» Exercise directions: Copy out each line of the records that contains the word "provide". Case matters when matching.

[Outline records]

------------------------------------------------------------------------

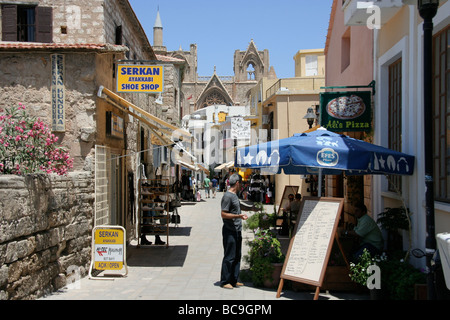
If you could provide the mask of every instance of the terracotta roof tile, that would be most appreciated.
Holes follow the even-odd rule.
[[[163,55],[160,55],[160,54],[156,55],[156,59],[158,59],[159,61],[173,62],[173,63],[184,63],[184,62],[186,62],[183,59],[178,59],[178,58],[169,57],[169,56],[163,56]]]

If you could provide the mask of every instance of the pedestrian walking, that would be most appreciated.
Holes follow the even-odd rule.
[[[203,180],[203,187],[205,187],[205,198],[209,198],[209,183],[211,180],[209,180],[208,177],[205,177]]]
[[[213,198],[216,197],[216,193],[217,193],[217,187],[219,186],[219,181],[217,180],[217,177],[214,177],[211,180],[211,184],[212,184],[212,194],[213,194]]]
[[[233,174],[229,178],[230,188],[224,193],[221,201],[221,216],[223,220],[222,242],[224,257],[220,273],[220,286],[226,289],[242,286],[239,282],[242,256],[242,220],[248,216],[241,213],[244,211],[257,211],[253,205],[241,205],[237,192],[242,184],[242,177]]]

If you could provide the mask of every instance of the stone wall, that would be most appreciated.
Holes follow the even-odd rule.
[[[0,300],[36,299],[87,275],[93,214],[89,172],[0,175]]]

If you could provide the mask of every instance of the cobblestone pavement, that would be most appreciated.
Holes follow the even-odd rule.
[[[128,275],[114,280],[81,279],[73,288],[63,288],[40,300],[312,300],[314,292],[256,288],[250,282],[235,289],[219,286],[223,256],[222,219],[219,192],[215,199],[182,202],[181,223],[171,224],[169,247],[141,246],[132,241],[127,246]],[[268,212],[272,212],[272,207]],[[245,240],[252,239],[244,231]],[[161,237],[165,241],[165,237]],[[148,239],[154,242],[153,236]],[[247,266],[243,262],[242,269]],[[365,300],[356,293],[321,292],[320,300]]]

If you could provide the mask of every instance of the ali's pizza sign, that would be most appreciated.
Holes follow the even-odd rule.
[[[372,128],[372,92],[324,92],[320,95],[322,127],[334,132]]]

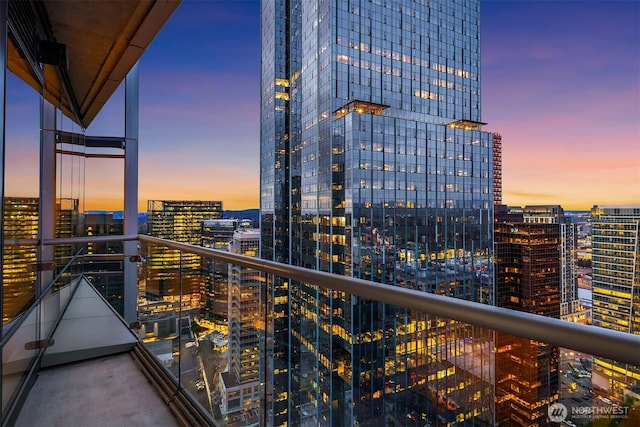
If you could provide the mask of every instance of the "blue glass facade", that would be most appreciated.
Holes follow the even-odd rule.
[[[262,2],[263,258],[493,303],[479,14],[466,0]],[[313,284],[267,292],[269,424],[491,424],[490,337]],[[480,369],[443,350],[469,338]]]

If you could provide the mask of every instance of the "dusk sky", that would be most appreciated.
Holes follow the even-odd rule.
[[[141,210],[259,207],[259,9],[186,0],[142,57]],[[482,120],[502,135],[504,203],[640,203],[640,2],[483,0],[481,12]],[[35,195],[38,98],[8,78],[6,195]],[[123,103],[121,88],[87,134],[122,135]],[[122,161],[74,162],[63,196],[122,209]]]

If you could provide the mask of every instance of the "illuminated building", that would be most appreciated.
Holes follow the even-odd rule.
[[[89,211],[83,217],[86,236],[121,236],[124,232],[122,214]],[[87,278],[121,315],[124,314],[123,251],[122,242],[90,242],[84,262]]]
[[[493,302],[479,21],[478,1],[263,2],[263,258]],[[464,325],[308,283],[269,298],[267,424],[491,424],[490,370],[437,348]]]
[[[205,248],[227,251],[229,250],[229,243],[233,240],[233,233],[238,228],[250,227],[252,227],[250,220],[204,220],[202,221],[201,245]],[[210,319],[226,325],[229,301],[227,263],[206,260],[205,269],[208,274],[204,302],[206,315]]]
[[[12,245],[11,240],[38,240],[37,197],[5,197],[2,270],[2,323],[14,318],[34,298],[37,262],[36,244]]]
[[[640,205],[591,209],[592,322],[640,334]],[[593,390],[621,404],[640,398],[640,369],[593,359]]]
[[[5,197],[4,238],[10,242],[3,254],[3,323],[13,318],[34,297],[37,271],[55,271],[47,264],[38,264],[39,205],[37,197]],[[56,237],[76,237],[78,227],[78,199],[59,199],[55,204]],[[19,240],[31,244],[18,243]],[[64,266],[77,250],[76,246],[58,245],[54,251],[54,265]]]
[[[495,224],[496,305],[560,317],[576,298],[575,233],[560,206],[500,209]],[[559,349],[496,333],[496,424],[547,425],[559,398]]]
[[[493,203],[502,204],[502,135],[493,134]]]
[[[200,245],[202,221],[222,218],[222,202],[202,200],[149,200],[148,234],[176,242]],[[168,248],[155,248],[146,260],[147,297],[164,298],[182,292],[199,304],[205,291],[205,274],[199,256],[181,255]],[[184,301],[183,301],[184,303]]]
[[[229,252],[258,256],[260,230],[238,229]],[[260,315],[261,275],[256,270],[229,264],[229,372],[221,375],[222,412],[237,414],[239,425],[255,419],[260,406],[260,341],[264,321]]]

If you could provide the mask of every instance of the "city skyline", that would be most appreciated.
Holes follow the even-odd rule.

------------------------------------------------------------------------

» Task output:
If you could provide the mask of every instance of the terracotta roof tile, that would be most appreciated.
If you could provide the mask of every instance of the pedestrian walking, that would be most appreciated.
If you could provide the mask of every instance of the stone wall, that would be most appreciated.
If you could provide the mask of every instance of the cobblestone pavement, that would be most appreciated.
If you could provide the mask of every instance of the ali's pizza sign, that would be most appreciated.
If you could provide the mask of every instance of the "blue glass facade", that would be most appreciated.
If you could provide the mask of every instance of the "dusk sky", that would be most appreciated.
If you could provide the mask of every instance of the "illuminated building", that would be most appreciated.
If you could provide the mask of every instance of the "city skyline", that would be most appreciated.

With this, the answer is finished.